::: Teks Pilihan
MahesaMediaCenter, Nabire – Pengelolaan “KEHUTANAN” dapat dibedakan menjadi bagian, yakni Hasil Hutan Kayu, Hasil Hutan Bukan Kayu dan Jasa Lingkungan.
Selain Kayu di kampung dapat juga masyarakat Papua baik secara pribadi ataupun bekerja sama bersama pihak lain dapat mengembangkan Industri Primer Hasil Hutan Bukan Kayu (IPHHBK) berupa pengolahan bahan baku yang berasal dari hasil hutan bukan kayu yang dipungut langsung dari hutan. Antara lain pengolahan rotan, sagu, nipah, bambu, kulit kayu, daun, karet, kakao, kopi, buah atau biji, dan getah.
Potensi Jasa Lingkungan yang dapat dikembangkan di Papua yang belum dikembangkan secara baik adalah, Sumber Air Minum yang berada pada kawasan Hutan, Mangrove di Kabupaten Mimika, Asmat, Nabire dan Waropen serta Penangkaran alami Cendrawasih, atau tempat yang diyakini oleh masyarakat sebagai tempat cendrawasih menari, agar dijadikan obyek wisata di Kabupaten Jayapura dan Kabupaten Nabire.
::::::
::: Informasi yang Diberikan
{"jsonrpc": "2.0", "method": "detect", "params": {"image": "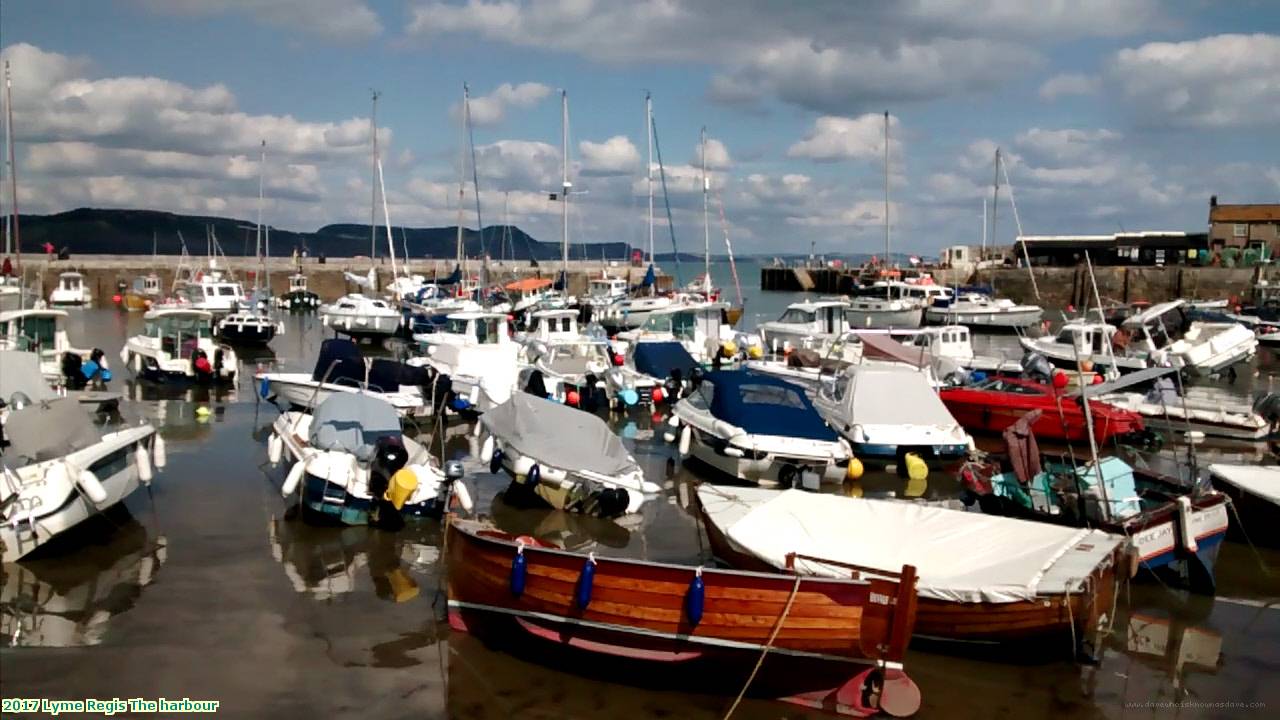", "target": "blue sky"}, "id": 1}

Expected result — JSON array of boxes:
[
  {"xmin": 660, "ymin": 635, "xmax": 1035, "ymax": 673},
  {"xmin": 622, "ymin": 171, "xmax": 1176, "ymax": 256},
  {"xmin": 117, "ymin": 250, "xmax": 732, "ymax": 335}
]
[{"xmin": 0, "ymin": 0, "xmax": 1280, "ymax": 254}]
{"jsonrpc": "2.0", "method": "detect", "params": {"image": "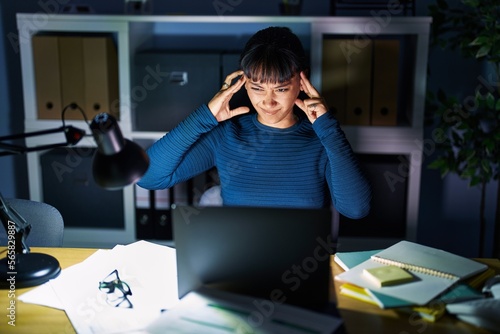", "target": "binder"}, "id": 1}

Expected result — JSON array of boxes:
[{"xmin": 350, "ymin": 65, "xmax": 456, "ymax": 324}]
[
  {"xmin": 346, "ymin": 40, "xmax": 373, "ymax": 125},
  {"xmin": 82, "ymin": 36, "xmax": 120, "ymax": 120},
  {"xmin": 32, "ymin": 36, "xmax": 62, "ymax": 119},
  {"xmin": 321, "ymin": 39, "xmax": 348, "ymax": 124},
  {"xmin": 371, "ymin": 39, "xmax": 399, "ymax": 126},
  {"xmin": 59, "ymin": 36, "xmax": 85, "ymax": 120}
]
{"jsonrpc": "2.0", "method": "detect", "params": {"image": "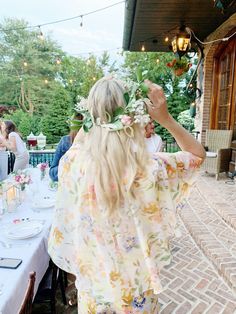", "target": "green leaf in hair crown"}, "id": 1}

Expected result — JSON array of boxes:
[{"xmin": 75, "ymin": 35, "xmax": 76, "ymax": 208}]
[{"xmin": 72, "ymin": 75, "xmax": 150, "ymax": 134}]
::::::
## Rincian Tugas
Tuliskan lagi bagian teks tentang kehutanan Papua yang dimulai dari "Selain Kayu di" dan berlanjut sampai "dan Kabupaten Nabire.", dengan mengubah "Papua" menjadi "Papua Tengah".

## Hasil Tugas
Selain Kayu di kampung dapat juga masyarakat Papua Tengah baik secara pribadi ataupun bekerja sama bersama pihak lain dapat mengembangkan Industri Primer Hasil Hutan Bukan Kayu (IPHHBK) berupa pengolahan bahan baku yang berasal dari hasil hutan bukan kayu yang dipungut langsung dari hutan. Antara lain pengolahan rotan, sagu, nipah, bambu, kulit kayu, daun, karet, kakao, kopi, buah atau biji, dan getah.
Potensi Jasa Lingkungan yang dapat dikembangkan di Papua Tengah yang belum dikembangkan secara baik adalah, Sumber Air Minum yang berada pada kawasan Hutan, Mangrove di Kabupaten Mimika, Asmat, Nabire dan Waropen serta Penangkaran alami Cendrawasih, atau tempat yang diyakini oleh masyarakat sebagai tempat cendrawasih menari, agar dijadikan obyek wisata di Kabupaten Jayapura dan Kabupaten Nabire.